▸ READING TEXT
• • • • • • •
Keynote Presentation
Time: 1:00 pm – 2:30 pm (HK time) / 4:00 pm – 5:30 pm (Melbourne time)
Venue: Conducted via Zoom
Speaker: Prof. Phillip Dawson, Associate Director, Centre for Research in Assessment and Digital Learning, Deakin University
T&L Leadership Meeting (by invitation only)
Time: 1:00pm-2:00pm (Hong Kong time)
Venue: Conducted via Zoom
Abstract
COVID-19 triggered a rapid international shift toward online assessment, which has been accompanied by concerns about student cheating. If we aren’t physically with students, how can we be sure they are completing tasks in the circumstances we require – and how can we verify their identity? Add into the mix the range of new technology tools that are being used to cheat and unprecedented resource constraints, and it seems that assessment has become much more challenging over the pandemic period.
This presentation explores what educators are doing to detect and deter cheating in online assessment. It argues that addressing cheating will require an uneasy balance between positive ‘academic integrity’ and adversarial ‘assessment security’ approaches. Examples are provided from a range of disciplines, connected to research into their effectiveness at addressing cheating.
• • • • • • •
▸ WORK INSTRUCTION
In the keynote presentation announcement, which two approaches does the speaker argue must be balanced to address cheating?
• • • • • • •
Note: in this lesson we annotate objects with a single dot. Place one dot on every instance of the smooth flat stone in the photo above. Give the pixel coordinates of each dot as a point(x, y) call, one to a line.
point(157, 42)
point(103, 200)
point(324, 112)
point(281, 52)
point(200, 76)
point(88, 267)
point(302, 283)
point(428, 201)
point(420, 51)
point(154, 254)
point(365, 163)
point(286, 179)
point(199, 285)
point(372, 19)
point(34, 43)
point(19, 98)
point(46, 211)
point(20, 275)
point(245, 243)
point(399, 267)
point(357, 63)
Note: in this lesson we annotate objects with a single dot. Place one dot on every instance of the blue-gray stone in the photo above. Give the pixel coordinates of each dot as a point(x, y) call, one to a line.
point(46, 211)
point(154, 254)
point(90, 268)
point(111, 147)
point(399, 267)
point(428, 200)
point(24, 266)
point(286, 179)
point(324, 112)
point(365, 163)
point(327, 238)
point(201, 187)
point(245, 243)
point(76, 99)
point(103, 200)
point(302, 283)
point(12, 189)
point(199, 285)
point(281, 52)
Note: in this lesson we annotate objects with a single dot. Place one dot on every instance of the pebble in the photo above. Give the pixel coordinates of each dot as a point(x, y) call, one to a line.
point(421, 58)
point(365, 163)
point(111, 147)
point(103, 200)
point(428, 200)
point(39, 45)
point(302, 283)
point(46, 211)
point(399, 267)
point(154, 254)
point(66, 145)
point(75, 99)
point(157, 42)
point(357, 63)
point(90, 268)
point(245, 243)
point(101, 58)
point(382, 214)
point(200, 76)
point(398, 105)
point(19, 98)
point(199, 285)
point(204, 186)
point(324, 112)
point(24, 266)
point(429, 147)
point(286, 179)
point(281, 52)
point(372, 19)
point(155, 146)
• • • • • • •
▸ EXERCISE OUTPUT
Positive "academic integrity" approaches and adversarial "assessment security" approaches.